Every entry needs to be written out again exactly.

Dataset entries
= = =
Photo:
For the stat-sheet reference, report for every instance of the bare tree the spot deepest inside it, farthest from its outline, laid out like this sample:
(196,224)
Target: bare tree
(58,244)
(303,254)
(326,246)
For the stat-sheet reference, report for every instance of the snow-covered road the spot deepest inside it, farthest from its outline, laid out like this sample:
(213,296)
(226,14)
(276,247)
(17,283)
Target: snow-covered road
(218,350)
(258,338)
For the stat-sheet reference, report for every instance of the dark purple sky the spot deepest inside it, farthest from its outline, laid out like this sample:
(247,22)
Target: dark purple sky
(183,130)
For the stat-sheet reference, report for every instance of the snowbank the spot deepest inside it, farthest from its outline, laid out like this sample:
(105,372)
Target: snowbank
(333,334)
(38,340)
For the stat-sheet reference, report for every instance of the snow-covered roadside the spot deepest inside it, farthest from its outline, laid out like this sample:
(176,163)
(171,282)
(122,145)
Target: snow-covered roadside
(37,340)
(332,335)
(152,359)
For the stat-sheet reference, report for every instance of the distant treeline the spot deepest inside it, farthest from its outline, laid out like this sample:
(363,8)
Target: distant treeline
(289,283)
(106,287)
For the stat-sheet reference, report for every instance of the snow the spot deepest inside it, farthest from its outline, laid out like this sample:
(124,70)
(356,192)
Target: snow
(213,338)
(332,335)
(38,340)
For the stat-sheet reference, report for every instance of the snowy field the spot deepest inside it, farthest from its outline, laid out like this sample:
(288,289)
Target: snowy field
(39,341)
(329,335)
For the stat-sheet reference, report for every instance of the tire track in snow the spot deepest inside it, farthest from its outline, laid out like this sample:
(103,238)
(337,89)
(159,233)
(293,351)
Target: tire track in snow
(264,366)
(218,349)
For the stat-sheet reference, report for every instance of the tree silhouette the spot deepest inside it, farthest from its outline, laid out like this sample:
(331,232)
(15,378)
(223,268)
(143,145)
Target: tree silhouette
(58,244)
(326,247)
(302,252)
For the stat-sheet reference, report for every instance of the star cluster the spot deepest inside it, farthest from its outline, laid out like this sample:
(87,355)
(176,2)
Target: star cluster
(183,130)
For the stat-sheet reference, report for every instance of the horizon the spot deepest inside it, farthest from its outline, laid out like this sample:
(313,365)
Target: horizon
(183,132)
= = =
**Reply**
Photo:
For the stat-sheet reference, report for every instance of the bare tree the spot deepest inside it, farthest from its outline, laid out like this sample:
(196,224)
Target: bare tree
(58,244)
(303,254)
(326,246)
For the stat-sheet reference, report for every instance of the snow-covered road the spot deepest inside it, farthest from its outline, laid out like this sample:
(213,296)
(226,14)
(276,247)
(17,283)
Target: snow-covered road
(218,350)
(258,338)
For the stat-sheet reference, report for every instance of the dark purple sky the spot deepest inside it, farthest from its outline, laid out like this sample:
(247,22)
Target: dark purple sky
(183,130)
For the stat-sheet reference, report for every instance of the snowbank the spot deepest inside it, farthest from its outline, laid out like this sample:
(105,372)
Target: snowbank
(333,334)
(38,340)
For the stat-sheet reference, report for every instance of the snow-covered roadside the spot deepest inside it, farthest from its outline, laid out like this sample:
(176,163)
(171,282)
(122,145)
Target: snow-covered roadside
(37,340)
(332,335)
(152,359)
For the stat-sheet reference, report for every instance of the distant treeline the spot deepest inside it, farthest from its outline, laid out like this sample:
(363,8)
Target: distant treeline
(289,283)
(106,287)
For the stat-sheet reference, report for every instance of the snow the spot deepest inside it, farthest from its outline, laid out like this sample:
(124,70)
(356,192)
Target: snow
(213,338)
(332,335)
(38,340)
For the stat-sheet reference, report for every instance of the snowy field the spot deepest inside it, farthest from its outline, laid out like this sample:
(288,289)
Target: snowy field
(39,341)
(329,335)
For the stat-sheet reference, report for every instance of the tire track in snow the spot deepest inside it, farthest from its outline, laid out like this sample:
(103,238)
(337,89)
(159,233)
(293,351)
Target: tire track in snow
(264,366)
(218,349)
For the stat-sheet reference, report for every instance of the tree silhouette the spot deepest inside it, farthest from its outline, laid out like this sample:
(331,232)
(15,378)
(223,268)
(143,145)
Target: tree silhouette
(58,244)
(326,247)
(302,252)
For the stat-sheet reference, report for every instance of the star cluster the spot deepest inside it, farthest from its outline, laid out like this sample:
(87,355)
(176,2)
Target: star cluster
(183,130)
For the stat-sheet reference, report for every instance of the horizon the spot deepest inside it, farthest from its outline, laid out like this sample:
(313,365)
Target: horizon
(183,132)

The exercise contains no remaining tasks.